#### [Text under study]

──────────

Dr. Charles M. Balch (Alexandria, Virginia): The Duke investigators have contributed through the decades both in terms of natural history of the disease through their data analysis community prospectively and also their studies of immunology and immunotherapy.

This study is quite different than those that we have recently published from the Melanoma Staging Committee of the American Joint Committee on Cancer, which had 5,300 patients with thin melanomas. In that study, the most important predictors of outcome were the presence or absence of tumor ulceration or deep levels of invasion; that is, level IV, specifically.

I worried in our database about how representative it was, because in practice 70% of melanomas present at T1 or thin melanomas whereas in our study 35% of the patients referred into the 13 cancer centers that contributed this data were T1 melanomas and in your study only 11% were T1 melanomas. And even comparing your distribution of patients, your patients were thicker and had a greater incidence of level III and IV. So there may be some referral bias of patients who stayed at home and never got to Duke that may influence some of your results and may contribute to the differences between our 2 data sets.

──────────

#### [Dataset]
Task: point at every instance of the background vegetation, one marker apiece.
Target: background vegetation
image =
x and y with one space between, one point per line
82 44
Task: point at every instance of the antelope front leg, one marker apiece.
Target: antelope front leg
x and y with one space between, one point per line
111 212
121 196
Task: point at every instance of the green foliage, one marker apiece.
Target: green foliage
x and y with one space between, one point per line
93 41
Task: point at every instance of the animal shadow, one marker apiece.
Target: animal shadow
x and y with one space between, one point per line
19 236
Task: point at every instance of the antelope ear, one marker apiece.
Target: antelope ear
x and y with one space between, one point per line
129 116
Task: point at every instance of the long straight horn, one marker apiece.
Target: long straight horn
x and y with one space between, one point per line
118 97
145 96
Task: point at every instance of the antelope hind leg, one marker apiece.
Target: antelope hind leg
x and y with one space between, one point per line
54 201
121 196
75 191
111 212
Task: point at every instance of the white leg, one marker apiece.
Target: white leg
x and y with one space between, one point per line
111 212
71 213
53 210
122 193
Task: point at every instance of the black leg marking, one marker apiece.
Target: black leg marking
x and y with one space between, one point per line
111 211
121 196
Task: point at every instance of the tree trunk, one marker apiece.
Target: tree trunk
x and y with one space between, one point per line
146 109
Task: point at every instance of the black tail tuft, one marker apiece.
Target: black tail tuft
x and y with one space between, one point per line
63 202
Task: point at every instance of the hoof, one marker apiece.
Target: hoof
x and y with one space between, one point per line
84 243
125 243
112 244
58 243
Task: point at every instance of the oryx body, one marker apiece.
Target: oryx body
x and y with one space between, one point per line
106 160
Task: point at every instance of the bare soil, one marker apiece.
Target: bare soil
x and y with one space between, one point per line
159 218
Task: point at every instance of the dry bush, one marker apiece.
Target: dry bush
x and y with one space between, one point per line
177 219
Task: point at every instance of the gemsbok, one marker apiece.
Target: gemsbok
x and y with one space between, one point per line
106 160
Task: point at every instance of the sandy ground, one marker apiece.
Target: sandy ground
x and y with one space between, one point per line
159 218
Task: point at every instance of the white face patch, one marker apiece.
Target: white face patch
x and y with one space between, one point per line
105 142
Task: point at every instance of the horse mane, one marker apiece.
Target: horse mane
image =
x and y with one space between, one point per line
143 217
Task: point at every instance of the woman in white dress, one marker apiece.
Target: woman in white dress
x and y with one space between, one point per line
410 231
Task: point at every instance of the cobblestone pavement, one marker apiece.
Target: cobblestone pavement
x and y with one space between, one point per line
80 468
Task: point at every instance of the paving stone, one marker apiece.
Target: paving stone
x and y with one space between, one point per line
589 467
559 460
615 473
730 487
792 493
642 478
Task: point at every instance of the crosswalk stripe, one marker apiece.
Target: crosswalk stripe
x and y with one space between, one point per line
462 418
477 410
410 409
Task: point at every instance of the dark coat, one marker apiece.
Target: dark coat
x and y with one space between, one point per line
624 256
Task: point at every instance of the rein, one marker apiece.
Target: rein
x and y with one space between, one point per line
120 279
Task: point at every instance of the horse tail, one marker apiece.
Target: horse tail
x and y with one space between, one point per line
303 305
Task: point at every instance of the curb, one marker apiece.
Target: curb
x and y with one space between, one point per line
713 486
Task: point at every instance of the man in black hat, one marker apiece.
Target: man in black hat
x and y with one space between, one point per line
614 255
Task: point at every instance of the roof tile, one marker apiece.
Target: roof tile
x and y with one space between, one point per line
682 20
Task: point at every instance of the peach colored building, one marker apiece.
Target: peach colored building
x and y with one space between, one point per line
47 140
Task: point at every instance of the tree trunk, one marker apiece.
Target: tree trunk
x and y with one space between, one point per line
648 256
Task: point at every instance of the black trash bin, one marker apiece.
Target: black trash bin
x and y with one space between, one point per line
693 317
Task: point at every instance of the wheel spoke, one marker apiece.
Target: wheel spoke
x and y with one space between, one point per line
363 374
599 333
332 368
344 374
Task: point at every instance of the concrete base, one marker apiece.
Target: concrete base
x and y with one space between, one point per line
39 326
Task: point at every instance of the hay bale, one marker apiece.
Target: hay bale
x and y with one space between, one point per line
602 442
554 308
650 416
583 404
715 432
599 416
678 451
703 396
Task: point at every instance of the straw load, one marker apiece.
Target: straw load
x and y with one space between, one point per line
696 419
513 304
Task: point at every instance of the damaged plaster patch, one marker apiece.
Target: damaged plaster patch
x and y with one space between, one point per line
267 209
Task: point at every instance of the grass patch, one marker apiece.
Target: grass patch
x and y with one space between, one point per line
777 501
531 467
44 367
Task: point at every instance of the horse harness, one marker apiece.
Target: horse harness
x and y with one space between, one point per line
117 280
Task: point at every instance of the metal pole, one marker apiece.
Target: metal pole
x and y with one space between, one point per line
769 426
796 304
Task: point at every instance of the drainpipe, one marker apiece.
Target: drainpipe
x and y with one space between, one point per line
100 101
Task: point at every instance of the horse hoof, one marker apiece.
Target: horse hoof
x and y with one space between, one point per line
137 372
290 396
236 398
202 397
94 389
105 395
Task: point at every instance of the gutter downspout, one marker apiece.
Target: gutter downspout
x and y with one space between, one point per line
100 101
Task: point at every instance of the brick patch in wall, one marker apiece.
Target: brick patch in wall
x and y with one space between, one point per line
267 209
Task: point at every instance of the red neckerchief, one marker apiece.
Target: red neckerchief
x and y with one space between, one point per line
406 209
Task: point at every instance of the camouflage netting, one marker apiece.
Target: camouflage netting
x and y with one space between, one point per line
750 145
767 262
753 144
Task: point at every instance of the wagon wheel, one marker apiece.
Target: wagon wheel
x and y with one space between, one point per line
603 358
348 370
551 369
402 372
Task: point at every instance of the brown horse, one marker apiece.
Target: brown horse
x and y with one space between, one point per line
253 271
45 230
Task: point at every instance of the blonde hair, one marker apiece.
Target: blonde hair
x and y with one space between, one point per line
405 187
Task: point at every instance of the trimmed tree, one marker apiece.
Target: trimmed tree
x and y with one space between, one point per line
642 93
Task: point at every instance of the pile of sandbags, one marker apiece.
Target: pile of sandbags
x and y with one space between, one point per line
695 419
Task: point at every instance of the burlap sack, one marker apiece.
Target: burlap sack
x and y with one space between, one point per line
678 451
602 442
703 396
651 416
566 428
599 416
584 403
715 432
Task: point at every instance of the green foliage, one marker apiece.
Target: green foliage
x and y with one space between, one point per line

──────────

#### [Assigned task A]
Translate this sentence from the melanoma discussion into Spanish: "In that study, the most important predictors of outcome were the presence or absence of tumor ulceration or deep levels of invasion; that is, level IV, specifically."
#### [Assigned task B]
From the melanoma discussion, extract the stretch from "Dr. Charles M." through "level IV, specifically.".
Work from the melanoma discussion alone, not from the data.

#### [Written solution A]
En ese estudio, los predictores de desenlace más importantes fueron la presencia o ausencia de ulceración tumoral o de niveles profundos de invasión; es decir, el nivel IV, específicamente.

#### [Written solution B]
Dr. Charles M. Balch (Alexandria, Virginia): The Duke investigators have contributed through the decades both in terms of natural history of the disease through their data analysis community prospectively and also their studies of immunology and immunotherapy.

This study is quite different than those that we have recently published from the Melanoma Staging Committee of the American Joint Committee on Cancer, which had 5,300 patients with thin melanomas. In that study, the most important predictors of outcome were the presence or absence of tumor ulceration or deep levels of invasion; that is, level IV, specifically.